- [HOW TO COMPLETE THIS TASK]
Return, verbatim and in full, the records that follow, but not their pictures.
[[ SOURCE RECORDS open ]]
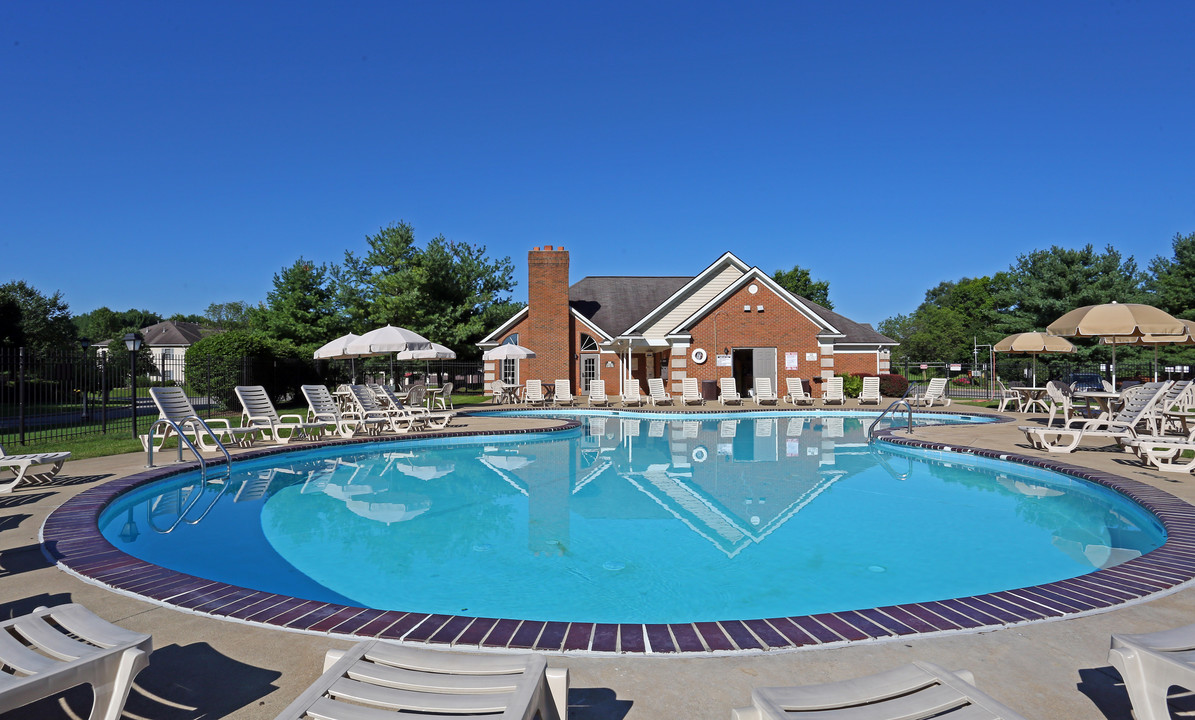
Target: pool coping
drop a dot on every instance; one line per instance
(72, 540)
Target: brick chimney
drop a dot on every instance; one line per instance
(547, 315)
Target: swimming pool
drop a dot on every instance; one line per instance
(632, 520)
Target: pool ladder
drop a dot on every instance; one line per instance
(892, 408)
(200, 425)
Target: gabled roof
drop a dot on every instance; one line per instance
(617, 302)
(173, 333)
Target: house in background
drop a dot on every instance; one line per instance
(167, 342)
(731, 320)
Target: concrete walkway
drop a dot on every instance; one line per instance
(207, 668)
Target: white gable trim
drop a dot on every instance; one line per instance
(757, 275)
(504, 327)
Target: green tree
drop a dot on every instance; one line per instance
(301, 307)
(1045, 284)
(447, 291)
(1172, 280)
(798, 282)
(44, 320)
(231, 315)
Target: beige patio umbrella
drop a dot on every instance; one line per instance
(1183, 339)
(1033, 343)
(1116, 320)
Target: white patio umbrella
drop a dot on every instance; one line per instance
(1116, 320)
(387, 339)
(337, 349)
(436, 351)
(510, 351)
(1033, 343)
(1183, 339)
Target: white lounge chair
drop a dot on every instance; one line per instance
(533, 394)
(373, 677)
(173, 405)
(797, 394)
(258, 412)
(728, 392)
(832, 391)
(562, 393)
(764, 392)
(53, 650)
(50, 463)
(1150, 664)
(598, 393)
(870, 392)
(909, 693)
(1121, 428)
(1006, 397)
(657, 394)
(374, 418)
(936, 392)
(322, 407)
(631, 394)
(690, 394)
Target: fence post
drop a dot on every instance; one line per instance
(103, 394)
(20, 398)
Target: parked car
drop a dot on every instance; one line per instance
(1084, 381)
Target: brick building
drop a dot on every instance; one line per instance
(731, 320)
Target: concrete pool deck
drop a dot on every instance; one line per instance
(208, 668)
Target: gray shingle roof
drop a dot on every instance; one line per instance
(172, 333)
(617, 302)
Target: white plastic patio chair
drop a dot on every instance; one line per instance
(257, 411)
(50, 463)
(631, 394)
(657, 393)
(936, 392)
(764, 392)
(374, 676)
(797, 394)
(53, 650)
(908, 693)
(832, 391)
(1150, 664)
(562, 393)
(533, 394)
(870, 392)
(728, 392)
(598, 393)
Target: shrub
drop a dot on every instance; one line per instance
(893, 386)
(218, 363)
(852, 385)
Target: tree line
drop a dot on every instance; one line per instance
(448, 291)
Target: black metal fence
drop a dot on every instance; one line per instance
(978, 381)
(54, 395)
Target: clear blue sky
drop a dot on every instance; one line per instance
(167, 155)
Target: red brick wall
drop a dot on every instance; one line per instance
(547, 327)
(779, 326)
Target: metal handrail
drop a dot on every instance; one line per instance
(182, 438)
(890, 408)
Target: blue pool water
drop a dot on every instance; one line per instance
(632, 520)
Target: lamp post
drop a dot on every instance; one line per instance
(85, 344)
(133, 342)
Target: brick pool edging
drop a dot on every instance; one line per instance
(71, 537)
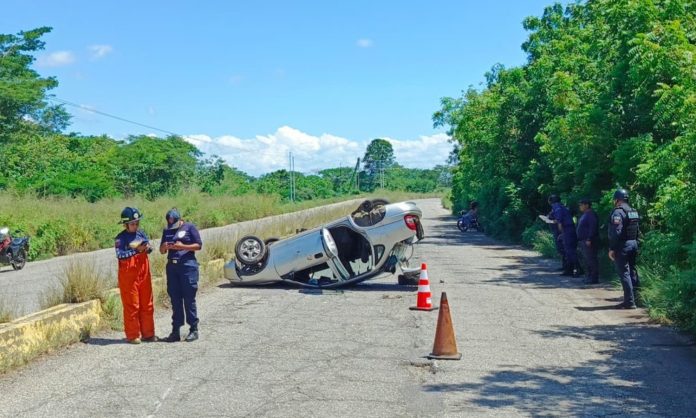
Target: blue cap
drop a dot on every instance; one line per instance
(173, 214)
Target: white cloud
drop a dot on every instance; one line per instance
(100, 51)
(236, 79)
(365, 43)
(56, 59)
(424, 152)
(266, 153)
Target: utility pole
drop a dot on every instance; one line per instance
(291, 175)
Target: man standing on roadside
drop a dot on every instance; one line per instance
(588, 237)
(623, 246)
(566, 229)
(180, 241)
(134, 279)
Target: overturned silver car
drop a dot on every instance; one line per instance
(376, 238)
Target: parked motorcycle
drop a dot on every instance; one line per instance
(13, 250)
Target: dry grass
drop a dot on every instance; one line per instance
(81, 280)
(47, 339)
(66, 225)
(8, 311)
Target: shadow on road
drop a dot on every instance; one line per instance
(640, 374)
(366, 286)
(105, 341)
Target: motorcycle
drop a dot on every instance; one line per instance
(467, 223)
(13, 251)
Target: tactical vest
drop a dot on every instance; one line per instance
(631, 225)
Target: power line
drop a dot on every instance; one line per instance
(122, 119)
(109, 115)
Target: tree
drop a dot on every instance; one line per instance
(23, 93)
(379, 156)
(606, 98)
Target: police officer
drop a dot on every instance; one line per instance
(558, 240)
(623, 246)
(180, 240)
(588, 237)
(566, 230)
(134, 278)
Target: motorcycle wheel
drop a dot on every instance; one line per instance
(462, 226)
(19, 259)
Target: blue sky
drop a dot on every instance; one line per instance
(250, 81)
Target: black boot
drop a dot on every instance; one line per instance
(193, 335)
(174, 337)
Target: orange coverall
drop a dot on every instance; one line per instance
(135, 284)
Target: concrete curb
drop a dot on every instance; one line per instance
(34, 334)
(30, 336)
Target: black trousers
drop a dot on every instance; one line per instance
(625, 263)
(182, 286)
(591, 259)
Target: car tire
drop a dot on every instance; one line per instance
(270, 241)
(250, 250)
(378, 202)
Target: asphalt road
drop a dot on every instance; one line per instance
(532, 343)
(22, 290)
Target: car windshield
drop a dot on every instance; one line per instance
(373, 217)
(353, 250)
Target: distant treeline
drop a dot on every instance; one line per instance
(37, 156)
(606, 99)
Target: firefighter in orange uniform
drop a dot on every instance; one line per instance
(134, 279)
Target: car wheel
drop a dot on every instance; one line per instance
(19, 259)
(250, 250)
(379, 202)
[[ SOURCE RECORDS closed ]]
- [WORKED SOLUTION]
Target: pool coping
drop a dot on every instance; one line per instance
(72, 540)
Target: brick chimney
drop a dot on every instance; one line per instance
(547, 315)
Target: swimming pool
drop a dot on every instance; one line per instance
(632, 520)
Target: pool ladder
drop a dot on every instance; one line per instance
(892, 408)
(200, 425)
Target: gabled roof
drop a dot on every instance; one line per instance
(617, 302)
(173, 333)
Target: house in background
drop a dot on every instance; one line per instance
(167, 342)
(731, 320)
Target: concrete walkway
drop a dot on every instance; one line per instance
(207, 668)
Target: white gable trim
drop a dot on every instance; one line per instance
(757, 275)
(504, 327)
Target: green tree
drop a dot on every instance; one line per instance
(301, 307)
(1045, 284)
(447, 291)
(1172, 280)
(798, 282)
(44, 320)
(231, 315)
Target: beige patio umbrella
drop a dot on every instance; one line per instance
(1183, 339)
(1033, 343)
(1116, 320)
Target: white patio umbrella
drop a dot on every instance; one line per instance
(1116, 320)
(387, 339)
(337, 349)
(436, 351)
(510, 351)
(1033, 343)
(1183, 339)
Target: white lounge chair
drop a dot on every instance; one line per instance
(533, 394)
(373, 677)
(173, 405)
(797, 394)
(258, 412)
(728, 392)
(832, 391)
(562, 393)
(764, 392)
(53, 650)
(50, 463)
(1150, 664)
(598, 393)
(870, 392)
(909, 693)
(1121, 428)
(1006, 397)
(657, 394)
(374, 418)
(936, 392)
(322, 407)
(631, 394)
(690, 394)
Target: fence post
drop a dot on every instance; one line per instance
(103, 394)
(20, 398)
Target: parked car
drop a dot on every instance; one line per instance
(1084, 381)
Target: brick building
drop a dot on every instance; one line per instance
(731, 320)
Target: concrete pool deck
drop a dot on every instance; one line per instance
(208, 668)
Target: gray shingle roof
drop a dot on every instance; one line per instance
(172, 333)
(617, 302)
Target: white plastic patio chair
drop a dot on every instance; one line per instance
(257, 411)
(50, 463)
(631, 394)
(657, 393)
(936, 392)
(764, 392)
(374, 676)
(797, 394)
(53, 650)
(908, 693)
(832, 391)
(1150, 664)
(562, 393)
(533, 394)
(870, 392)
(728, 392)
(598, 393)
Target: shrub
drop a dot on every instance; one line per instance
(893, 386)
(218, 363)
(852, 385)
Target: tree line
drop a dot on every instance; one line per instance
(448, 291)
Target: black metal fence
drop a dot on every instance; one line per instance
(978, 381)
(54, 395)
Target: clear blue sky
drop a dot on every instance; one line per instance
(167, 155)
Target: red brick wall
drop a dot on every instance; one line per instance
(547, 327)
(779, 326)
Target: metal handrail
drop a dot on every instance; one line per instance
(182, 438)
(890, 408)
Target: blue pool water
drop a dot on every instance; one line per instance
(632, 520)
Target: lamp post
drop a dot on every instance; one line per instance
(85, 344)
(133, 342)
Target: brick pool edging
drop a dot on every instance; one line per instance
(71, 537)
Target: blue cap
drop a dot on every instance; one line per instance
(173, 214)
Target: white cloud
drop a dot on every instance; one line per instance
(100, 51)
(236, 79)
(365, 43)
(56, 59)
(424, 152)
(266, 153)
Target: utility pole
drop a dot on every instance; one line per instance
(291, 175)
Target: man standing on roadside
drop a dot on every instance; one line per instance
(588, 237)
(623, 246)
(566, 229)
(180, 241)
(134, 279)
Target: overturned silver car
drop a dot on every instance; one line per instance
(376, 238)
Target: parked motorcycle
drop a dot on every instance; one line per instance
(13, 250)
Target: dry grass
drop a dot on every instance; one line per instance
(81, 280)
(47, 339)
(66, 225)
(8, 311)
Target: shadow on road
drop a dot on every instance; one line per instance
(640, 374)
(366, 286)
(105, 341)
Target: motorcycle
drop a dot on every instance; one line per instance
(467, 223)
(13, 251)
Target: tactical vest
drop a dot on every instance; one line per instance
(631, 225)
Target: power line
drop a dot on every instance; one line per instance
(122, 119)
(109, 115)
Target: tree
drop a dot on every instance; one line per instance
(23, 93)
(379, 156)
(606, 98)
Target: police officer
drop a dot on every instance; one line per instance
(558, 240)
(623, 246)
(180, 240)
(588, 237)
(566, 230)
(134, 278)
Target: motorcycle wheel
drop a dot on every instance; one line per instance
(462, 226)
(19, 259)
Target: blue sky
drop a dot on every instance; one line per instance
(250, 81)
Target: black boot
drop a dot on every instance; one line per instance
(193, 335)
(174, 337)
Target: orange coverall
drop a dot on every instance; one line per instance
(135, 284)
Target: concrete curb
drop a dot on every instance; one line per instance
(34, 334)
(30, 336)
Target: black trousers
drop a dot on every instance; one line per instance
(625, 263)
(182, 286)
(591, 259)
Target: car tire
drop a dot on every instance; one line per instance
(270, 241)
(250, 250)
(378, 202)
Target: asphalt road
drop a dot on every instance; one line per instance
(532, 343)
(22, 290)
Target: car windshield
drop a dot on every instance; one line per instance
(373, 217)
(353, 250)
Target: distant treeline
drop a dot on every instance; one line per instance
(37, 156)
(606, 99)
Target: firefighter in orange uniform
drop a dot on every instance; one line per instance
(134, 279)
Target: car wheel
drop a dot on every instance; one line per instance
(19, 259)
(250, 250)
(379, 202)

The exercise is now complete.